EXERCISE GOAL
Lay out the lines of the items below as a numbered list, skipping blank lines and leaving out the pictures.

INFORMATION GIVEN
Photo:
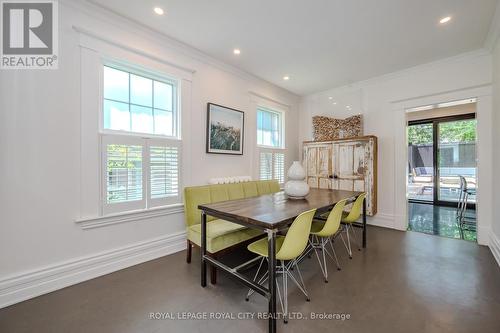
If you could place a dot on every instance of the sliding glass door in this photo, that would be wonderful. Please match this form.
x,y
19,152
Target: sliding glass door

TASK RESULT
1. Photo:
2. If you could place a dot on every instance of the sliding glass door in this photo, that would be wonderful. Please match this form.
3. x,y
4. 19,152
5. Target: sliding glass door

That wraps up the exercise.